## TEXTE SOURCE
Mais, dans tous les cas, les questions qu’il aborde sont bien les questions fondamentales de la survie possible des humains, lorsqu’ils sont désajustés du projet de bénédiction. L’humain n’existe qu’en relation : comment dès lors va-t-il vivre cette relation, dans le cadre familial et dans le cadre social ?
Dans sa marche vers le Dieu qui l’appelle, Abraham devra avancer et progresser en gérant difficilement ces relations, sur les deux plans indiqués, et en se laissant transformer par elles, en acceptant de se « laisser dépouiller ».

 

Pages 21 – 34 :
Abram fils de Terakh et Saraï sa femme (11, 26-32)

Le paragraphe 11, 26-32 sert de transition entre les généalogies qui achevaient le chapitre 11, et l’histoire d’Abram. A. Wénin souligne l’atmosphère négative qui règne dans cette première présentation d’Abram : une famille marquée par la mort, et, nous dit Wénin, « d’une nature babélique », c’est-à-dire une atmosphère d’emprise et de relations fusionnelles qui ne laissent pas les individus déployer leur propre liberté. Saraï, l’étrangère (est-ce sûr ?) n’y échappe pas, et devient stérile en y entrant.
On peut discuter cette lecture. Mais indéniablement on est dans un monde marqué par le malheur, mort et stérilité, où la vie semble s’étioler dangereusement.

Appel de YHWH et départ (12, 1-4)

Enregistrements pour repérer des positions:
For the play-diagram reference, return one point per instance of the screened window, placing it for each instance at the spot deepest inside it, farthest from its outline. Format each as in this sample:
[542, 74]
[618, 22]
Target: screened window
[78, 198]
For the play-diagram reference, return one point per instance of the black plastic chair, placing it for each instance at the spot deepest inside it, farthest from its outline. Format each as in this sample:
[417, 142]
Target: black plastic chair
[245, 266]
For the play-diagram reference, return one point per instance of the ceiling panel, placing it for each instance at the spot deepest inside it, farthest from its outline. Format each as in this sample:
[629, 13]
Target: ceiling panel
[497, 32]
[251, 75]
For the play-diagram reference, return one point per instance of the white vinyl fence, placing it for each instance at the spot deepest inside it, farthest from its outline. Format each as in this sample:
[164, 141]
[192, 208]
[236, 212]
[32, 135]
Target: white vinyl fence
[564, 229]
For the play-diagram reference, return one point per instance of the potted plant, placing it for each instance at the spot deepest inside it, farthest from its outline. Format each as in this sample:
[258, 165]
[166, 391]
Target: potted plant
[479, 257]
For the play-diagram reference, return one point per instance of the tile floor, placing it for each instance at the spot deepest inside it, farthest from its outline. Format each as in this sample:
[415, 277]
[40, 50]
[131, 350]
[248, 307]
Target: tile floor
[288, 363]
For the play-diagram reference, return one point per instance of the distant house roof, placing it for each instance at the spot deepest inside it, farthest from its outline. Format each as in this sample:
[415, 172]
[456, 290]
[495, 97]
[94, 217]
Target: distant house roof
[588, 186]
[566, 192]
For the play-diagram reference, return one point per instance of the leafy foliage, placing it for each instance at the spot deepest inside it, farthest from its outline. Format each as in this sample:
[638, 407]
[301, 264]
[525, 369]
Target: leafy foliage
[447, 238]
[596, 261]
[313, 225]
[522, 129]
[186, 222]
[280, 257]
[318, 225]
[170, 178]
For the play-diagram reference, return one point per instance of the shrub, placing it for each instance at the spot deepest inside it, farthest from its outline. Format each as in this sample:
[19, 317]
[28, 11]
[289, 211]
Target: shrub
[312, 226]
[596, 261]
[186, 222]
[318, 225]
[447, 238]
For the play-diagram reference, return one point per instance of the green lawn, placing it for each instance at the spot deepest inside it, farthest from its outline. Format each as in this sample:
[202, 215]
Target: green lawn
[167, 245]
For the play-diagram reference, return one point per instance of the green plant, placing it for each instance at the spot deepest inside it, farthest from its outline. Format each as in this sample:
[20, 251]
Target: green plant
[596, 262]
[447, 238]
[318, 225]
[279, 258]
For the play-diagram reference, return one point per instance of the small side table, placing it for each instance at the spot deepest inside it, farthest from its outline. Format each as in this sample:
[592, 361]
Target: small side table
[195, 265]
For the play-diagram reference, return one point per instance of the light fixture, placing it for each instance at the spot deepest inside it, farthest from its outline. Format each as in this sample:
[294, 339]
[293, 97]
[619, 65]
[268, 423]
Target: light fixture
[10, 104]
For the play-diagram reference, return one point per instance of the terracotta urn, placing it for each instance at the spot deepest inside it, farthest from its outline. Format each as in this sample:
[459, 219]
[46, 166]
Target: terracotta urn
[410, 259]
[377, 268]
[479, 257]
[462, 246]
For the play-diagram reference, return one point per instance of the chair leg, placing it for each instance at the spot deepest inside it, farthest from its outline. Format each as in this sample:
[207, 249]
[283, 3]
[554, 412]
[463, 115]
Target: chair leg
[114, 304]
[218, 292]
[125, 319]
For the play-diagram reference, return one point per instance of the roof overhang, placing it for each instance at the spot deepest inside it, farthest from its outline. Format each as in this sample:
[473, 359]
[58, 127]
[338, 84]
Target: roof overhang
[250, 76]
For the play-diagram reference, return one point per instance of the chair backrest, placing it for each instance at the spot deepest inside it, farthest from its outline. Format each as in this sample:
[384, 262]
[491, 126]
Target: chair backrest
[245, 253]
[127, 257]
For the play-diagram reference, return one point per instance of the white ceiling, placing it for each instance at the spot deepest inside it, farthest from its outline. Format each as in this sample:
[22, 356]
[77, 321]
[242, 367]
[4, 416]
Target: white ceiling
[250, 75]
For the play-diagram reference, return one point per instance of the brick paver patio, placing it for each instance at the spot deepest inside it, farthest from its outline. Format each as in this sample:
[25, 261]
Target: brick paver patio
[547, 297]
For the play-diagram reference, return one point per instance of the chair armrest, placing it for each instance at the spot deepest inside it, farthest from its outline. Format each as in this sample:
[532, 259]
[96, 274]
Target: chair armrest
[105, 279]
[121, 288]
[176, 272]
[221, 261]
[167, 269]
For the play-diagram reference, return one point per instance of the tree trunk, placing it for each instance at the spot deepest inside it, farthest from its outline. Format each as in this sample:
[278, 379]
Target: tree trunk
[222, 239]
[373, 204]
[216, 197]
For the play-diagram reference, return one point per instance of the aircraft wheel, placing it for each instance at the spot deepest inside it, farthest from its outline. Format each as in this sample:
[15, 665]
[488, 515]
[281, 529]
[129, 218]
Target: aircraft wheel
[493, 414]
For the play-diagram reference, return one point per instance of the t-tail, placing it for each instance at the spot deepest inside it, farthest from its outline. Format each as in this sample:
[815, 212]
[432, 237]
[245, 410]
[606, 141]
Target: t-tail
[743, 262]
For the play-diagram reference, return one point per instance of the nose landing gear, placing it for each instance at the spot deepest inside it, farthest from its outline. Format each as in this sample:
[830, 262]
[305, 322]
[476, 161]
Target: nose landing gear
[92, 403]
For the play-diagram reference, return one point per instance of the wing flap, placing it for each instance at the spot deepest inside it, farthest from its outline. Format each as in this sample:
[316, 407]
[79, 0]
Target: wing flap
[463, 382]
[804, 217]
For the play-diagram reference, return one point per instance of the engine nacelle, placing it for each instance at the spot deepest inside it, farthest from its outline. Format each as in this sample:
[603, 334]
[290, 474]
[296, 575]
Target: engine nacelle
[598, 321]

## EXERCICE
Répondez à ces questions sur le texte consacré à Abram :
1. Que devra accepter Abraham en se laissant transformer par ses relations ?
2. Entre quels éléments le paragraphe 11, 26-32 sert-il de transition ?
3. Que devient Saraï en entrant dans la famille d'Abram ?
Les enregistrements sont un ensemble à part, distinct du texte.

## CORRIGÉ
1. Il devra accepter de se « laisser dépouiller ».
2. Il fait la transition entre les généalogies qui achevaient le chapitre 11 et l'histoire d'Abram.
3. Elle devient stérile.